(Segmentation dataset records)
⟨

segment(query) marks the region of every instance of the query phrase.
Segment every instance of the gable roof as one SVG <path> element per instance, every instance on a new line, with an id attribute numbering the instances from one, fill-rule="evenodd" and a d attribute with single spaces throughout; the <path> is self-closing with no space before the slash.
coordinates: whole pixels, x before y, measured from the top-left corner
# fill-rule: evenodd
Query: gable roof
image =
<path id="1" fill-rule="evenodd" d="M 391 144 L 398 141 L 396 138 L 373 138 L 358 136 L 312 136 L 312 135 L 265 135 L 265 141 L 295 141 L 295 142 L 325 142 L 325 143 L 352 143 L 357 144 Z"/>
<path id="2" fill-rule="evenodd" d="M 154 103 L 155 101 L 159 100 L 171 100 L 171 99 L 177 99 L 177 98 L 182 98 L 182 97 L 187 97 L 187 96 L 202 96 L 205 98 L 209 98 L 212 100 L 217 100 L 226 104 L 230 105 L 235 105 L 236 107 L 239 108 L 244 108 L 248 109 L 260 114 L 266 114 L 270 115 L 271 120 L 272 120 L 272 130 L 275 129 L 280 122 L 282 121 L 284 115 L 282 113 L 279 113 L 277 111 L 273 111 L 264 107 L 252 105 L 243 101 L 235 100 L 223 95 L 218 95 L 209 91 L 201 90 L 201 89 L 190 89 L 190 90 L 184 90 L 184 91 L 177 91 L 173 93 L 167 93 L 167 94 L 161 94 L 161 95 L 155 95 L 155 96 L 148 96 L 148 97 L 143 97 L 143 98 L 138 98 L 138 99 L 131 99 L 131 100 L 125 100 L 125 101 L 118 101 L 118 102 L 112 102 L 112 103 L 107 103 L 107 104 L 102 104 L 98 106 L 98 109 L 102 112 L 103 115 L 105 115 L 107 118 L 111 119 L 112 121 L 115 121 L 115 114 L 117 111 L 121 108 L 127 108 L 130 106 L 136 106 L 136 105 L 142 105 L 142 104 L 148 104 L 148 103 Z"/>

⟩

**Instruction:** Print the lines above without any changes.

**Solved exercise:**
segment(query) marks the region of every instance of the query phrase.
Segment every instance of the gable roof as one SVG <path> element per instance, every instance on a new line, with an id attribute numbering the instances from one, fill-rule="evenodd" and a d attribute with single spaces throughout; the <path> is self-closing with no space before the slash.
coordinates: whole pixels, x before y, measured from the top-left corner
# fill-rule: evenodd
Query: gable roof
image =
<path id="1" fill-rule="evenodd" d="M 391 144 L 398 141 L 396 138 L 373 138 L 358 136 L 312 136 L 312 135 L 265 135 L 265 141 L 295 141 L 295 142 L 325 142 L 325 143 L 352 143 L 357 144 Z"/>
<path id="2" fill-rule="evenodd" d="M 154 103 L 155 101 L 159 100 L 171 100 L 171 99 L 177 99 L 177 98 L 182 98 L 182 97 L 187 97 L 187 96 L 202 96 L 205 98 L 209 98 L 212 100 L 217 100 L 226 104 L 230 105 L 235 105 L 236 107 L 239 108 L 244 108 L 248 109 L 260 114 L 266 114 L 270 115 L 271 120 L 272 120 L 272 130 L 275 129 L 280 122 L 282 121 L 284 115 L 282 113 L 279 113 L 277 111 L 273 111 L 264 107 L 252 105 L 243 101 L 235 100 L 223 95 L 218 95 L 209 91 L 201 90 L 201 89 L 190 89 L 190 90 L 184 90 L 184 91 L 177 91 L 173 93 L 167 93 L 167 94 L 161 94 L 161 95 L 155 95 L 155 96 L 148 96 L 148 97 L 143 97 L 143 98 L 138 98 L 138 99 L 131 99 L 131 100 L 125 100 L 125 101 L 118 101 L 118 102 L 112 102 L 112 103 L 107 103 L 107 104 L 102 104 L 98 106 L 98 109 L 102 112 L 103 115 L 105 115 L 107 118 L 111 119 L 112 121 L 115 121 L 115 114 L 117 111 L 121 108 L 127 108 L 130 106 L 136 106 L 136 105 L 142 105 L 142 104 L 148 104 L 148 103 Z"/>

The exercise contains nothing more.